SOURCE MATERIAL ::
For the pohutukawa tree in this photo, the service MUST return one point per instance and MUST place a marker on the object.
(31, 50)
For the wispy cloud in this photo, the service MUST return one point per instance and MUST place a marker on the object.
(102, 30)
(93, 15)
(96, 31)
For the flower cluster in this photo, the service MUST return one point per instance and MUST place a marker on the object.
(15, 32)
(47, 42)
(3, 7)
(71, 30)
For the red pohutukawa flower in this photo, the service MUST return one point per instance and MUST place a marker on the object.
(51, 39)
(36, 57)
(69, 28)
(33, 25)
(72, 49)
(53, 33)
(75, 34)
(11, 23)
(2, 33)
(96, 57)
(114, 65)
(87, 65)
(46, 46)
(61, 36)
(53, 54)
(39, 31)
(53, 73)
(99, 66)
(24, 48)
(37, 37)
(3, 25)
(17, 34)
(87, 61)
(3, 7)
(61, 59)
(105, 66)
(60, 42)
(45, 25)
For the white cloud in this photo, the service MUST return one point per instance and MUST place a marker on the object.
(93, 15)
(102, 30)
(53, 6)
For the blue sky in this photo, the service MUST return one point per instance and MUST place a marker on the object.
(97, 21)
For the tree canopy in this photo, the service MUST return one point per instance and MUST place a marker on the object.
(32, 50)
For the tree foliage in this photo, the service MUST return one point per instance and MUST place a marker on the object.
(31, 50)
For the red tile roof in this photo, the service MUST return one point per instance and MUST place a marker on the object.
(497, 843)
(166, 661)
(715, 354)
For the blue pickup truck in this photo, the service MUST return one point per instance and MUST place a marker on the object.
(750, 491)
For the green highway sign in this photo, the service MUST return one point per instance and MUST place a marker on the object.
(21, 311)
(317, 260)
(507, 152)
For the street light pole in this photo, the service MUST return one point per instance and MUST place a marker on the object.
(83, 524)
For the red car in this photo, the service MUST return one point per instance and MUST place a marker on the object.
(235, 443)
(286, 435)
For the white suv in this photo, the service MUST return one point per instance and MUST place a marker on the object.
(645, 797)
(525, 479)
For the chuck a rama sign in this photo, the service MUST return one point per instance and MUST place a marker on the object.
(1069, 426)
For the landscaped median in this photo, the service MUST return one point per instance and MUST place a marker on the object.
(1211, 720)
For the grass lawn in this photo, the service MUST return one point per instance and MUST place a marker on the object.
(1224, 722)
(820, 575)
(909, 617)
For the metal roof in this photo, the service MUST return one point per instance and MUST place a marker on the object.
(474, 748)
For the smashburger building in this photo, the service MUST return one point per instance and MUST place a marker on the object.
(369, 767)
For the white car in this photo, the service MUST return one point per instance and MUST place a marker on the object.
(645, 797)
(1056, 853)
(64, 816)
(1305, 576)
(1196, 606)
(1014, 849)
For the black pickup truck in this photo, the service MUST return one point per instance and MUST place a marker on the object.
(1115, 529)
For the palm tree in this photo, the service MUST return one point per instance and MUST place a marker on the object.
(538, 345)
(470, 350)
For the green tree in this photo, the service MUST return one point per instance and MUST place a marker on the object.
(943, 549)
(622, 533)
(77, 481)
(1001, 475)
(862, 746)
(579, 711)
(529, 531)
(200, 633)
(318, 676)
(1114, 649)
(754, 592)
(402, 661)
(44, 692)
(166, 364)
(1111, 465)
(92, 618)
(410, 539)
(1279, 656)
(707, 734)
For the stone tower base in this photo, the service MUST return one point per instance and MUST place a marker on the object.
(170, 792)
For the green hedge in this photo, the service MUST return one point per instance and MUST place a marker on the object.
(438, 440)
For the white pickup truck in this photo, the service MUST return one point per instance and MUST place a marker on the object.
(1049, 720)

INSTRUCTIONS FOR THE TASK :: Copy out the entire material exactly.

RESULT OF THE TASK ::
For the pohutukawa tree in this photo, the service MUST return one point per instance and MUST place a marker on the object.
(31, 50)
For the wispy cloud in this photo, the service MUST return one point per instance and MUST place a marker on the object.
(102, 30)
(93, 15)
(96, 31)
For the flower cluster in this photo, the service MUST return one point per instance and MUST place a marker on the object.
(15, 32)
(47, 42)
(3, 7)
(71, 30)
For the red pohutukawa flower in this photo, the service MUST return one point per instance and MUST place a marker on the object.
(51, 39)
(36, 57)
(69, 28)
(33, 25)
(72, 49)
(53, 33)
(75, 34)
(11, 23)
(2, 33)
(96, 57)
(114, 65)
(87, 65)
(46, 46)
(61, 36)
(53, 54)
(39, 31)
(53, 73)
(99, 66)
(24, 48)
(37, 37)
(3, 25)
(17, 34)
(87, 61)
(3, 7)
(61, 59)
(105, 66)
(60, 42)
(45, 25)
For the white cloud in this photo, the service MUST return one point per instance and MUST place a marker on the object.
(93, 15)
(102, 30)
(53, 6)
For the blue sky in this photo, the service MUST return one point per instance and MUST place a marker on the object.
(97, 21)
For the tree canopy in this photo, the service MUST return one point per instance and MUST place a marker on the object.
(32, 50)
For the tree foliage in this photo, the service MUST return one point per instance and MUST place a marker on the object.
(31, 50)
For the red tile roof in this photo, the service MUST return one point per instance and MUST place a marker on the object.
(497, 843)
(166, 661)
(715, 354)
For the blue pickup truck in this photo, the service MUST return one point per instance and MUST place a marker on the object.
(750, 491)
For the green highway sign in this photo, the service MUST return one point per instance and MUST place a marker on the object.
(21, 311)
(317, 260)
(507, 152)
For the street light pole in this photo, the service MUST return one point per instance and MUST place a marker on the object.
(83, 524)
For the red car in this photo, the service MUST return one point per instance and MUST place a marker on the object.
(235, 443)
(286, 435)
For the white suv in this photo, the service MUST return one point per instance and MUST place a marker on the object.
(645, 797)
(525, 479)
For the chuck a rama sign in this photo, the service MUST return one point per instance and MUST place a marker on the object.
(1069, 426)
For the landscaped median in this photo, the service MUST return one point per instance and MUST place a marker on the object.
(1211, 720)
For the grass lawn in this photo, the service MUST return one point per instance and MUST place a marker on the object.
(1224, 722)
(820, 575)
(909, 617)
For the metal roof in this photo, the service MUST return one point per instance and MUST place a marker on the object.
(474, 748)
For the smashburger building in this photo, the service MUST return one point per instance and MUST place a marker on the object.
(369, 767)
For the white car in this photo, the service MUST return one point per instance and MUST place a marker on the object.
(645, 797)
(1056, 853)
(64, 816)
(1305, 576)
(1196, 606)
(1014, 849)
For the black pickup truck in this photo, the service MUST return one point per instance and MUST place a marker on the object.
(1115, 529)
For the palm tree in this photo, the service MUST return one point per instance and MUST place a marker on the object.
(538, 345)
(470, 350)
For the green tree in this photo, the service MUST return one point per instance and MUST place a marker on the object.
(943, 549)
(622, 533)
(77, 481)
(1001, 475)
(862, 746)
(579, 711)
(529, 531)
(200, 633)
(318, 676)
(1114, 649)
(754, 592)
(402, 661)
(44, 692)
(166, 364)
(1111, 465)
(92, 618)
(410, 539)
(1279, 656)
(707, 734)
For the stone tower base in this photo, the service MUST return one point per instance and MUST place a marker on the object.
(170, 792)
For the green hedge in this photo, the service MUST return one point per instance and MUST place a marker on the object.
(438, 440)
For the white pickup truck in this photo, the service MUST return one point per instance and MUST place a marker on the object.
(1049, 720)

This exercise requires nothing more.